| 掲載本文 |
たとえば、年収1000万円での年金保険料の頭打ちを見直して、高額所得者優遇をただすこと。200兆円もの巨額の年金積立金を、これから50年も増やし続けることをやめて、計画的に取り崩して給付に充てることです。
元厚生労働大臣の田村憲久氏は、「これから年金が3割も目減りしてしまう。そこをどうするのか」と述べ、「厚生年金と国民年金の財政を統合し、国民年金の目減りを止める」と提案しています。こうしたことも検討すべきではありませんか。
いま上げるべきは消費税ではなく最低賃金
そして、いま上げるべきは消費税ではなく、最低賃金です。
全国知事会は、昨年「地域間格差拡大につながるランク制度を廃止し、全国一律の最低賃金制度を実現」と決議し、2年連続で今年も政府に申し入れました。
地方の切実な声に応えるべきです。地域経済を活性化し、一極集中にも歯止めをかける。これこそ本当の成長戦略ではありませんか。
最低賃金の抜本的な引き上げのためには、中小企業支援がどうしても必要です。
しかし、安倍政権のもとで中小企業予算全体は削減され、賃上げのための「業務改善助成金」は、ここ3年間の予算48億円に対して執行額15億円で、3割しか使われていません。

| 提供資料 |
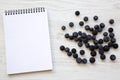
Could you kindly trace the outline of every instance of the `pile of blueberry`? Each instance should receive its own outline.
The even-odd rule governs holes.
[[[75,11],[75,15],[79,16],[80,12]],[[89,25],[85,25],[85,23],[88,20],[89,18],[85,16],[83,18],[83,21],[79,22],[79,26],[84,27],[86,32],[82,32],[82,31],[73,32],[72,35],[70,35],[69,33],[65,33],[64,37],[68,40],[75,41],[79,47],[85,45],[85,47],[90,50],[91,57],[89,58],[89,62],[95,63],[96,61],[95,56],[97,54],[100,55],[101,60],[105,60],[106,59],[105,52],[108,52],[111,48],[117,49],[118,44],[116,43],[115,34],[113,33],[114,29],[112,27],[109,27],[108,31],[103,32],[102,34],[103,38],[97,39],[96,38],[97,34],[101,33],[103,29],[106,27],[106,25],[104,23],[100,23],[98,25],[94,25],[94,27],[90,27]],[[98,16],[95,15],[93,17],[93,20],[97,21]],[[114,24],[114,19],[110,19],[109,24],[111,25]],[[74,27],[74,23],[70,22],[69,27],[71,28]],[[63,31],[66,30],[66,26],[62,26],[61,29]],[[93,44],[90,44],[91,42]],[[78,56],[78,52],[76,48],[70,49],[69,47],[65,47],[64,45],[61,45],[60,50],[65,51],[68,56],[73,56],[73,58],[75,58],[77,63],[86,64],[88,62],[86,58],[82,59],[81,57]],[[79,54],[84,55],[85,50],[80,50]],[[112,61],[116,60],[115,54],[110,55],[110,60]]]

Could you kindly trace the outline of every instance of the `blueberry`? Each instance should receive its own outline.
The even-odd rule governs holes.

| 設問 |
年金と最低賃金を論じた本文のうち、「元厚生労働大臣の田村憲久氏は」から始まって「額15億円で、3割しか使われていません。」まで続く箇所を、一字も変えずに書き写してもらえますか？

| 解答 |
元厚生労働大臣の田村憲久氏は、「これから年金が3割も目減りしてしまう。そこをどうするのか」と述べ、「厚生年金と国民年金の財政を統合し、国民年金の目減りを止める」と提案しています。こうしたことも検討すべきではありませんか。
いま上げるべきは消費税ではなく最低賃金
そして、いま上げるべきは消費税ではなく、最低賃金です。
全国知事会は、昨年「地域間格差拡大につながるランク制度を廃止し、全国一律の最低賃金制度を実現」と決議し、2年連続で今年も政府に申し入れました。
地方の切実な声に応えるべきです。地域経済を活性化し、一極集中にも歯止めをかける。これこそ本当の成長戦略ではありませんか。
最低賃金の抜本的な引き上げのためには、中小企業支援がどうしても必要です。
しかし、安倍政権のもとで中小企業予算全体は削減され、賃上げのための「業務改善助成金」は、ここ3年間の予算48億円に対して執行額15億円で、3割しか使われていません。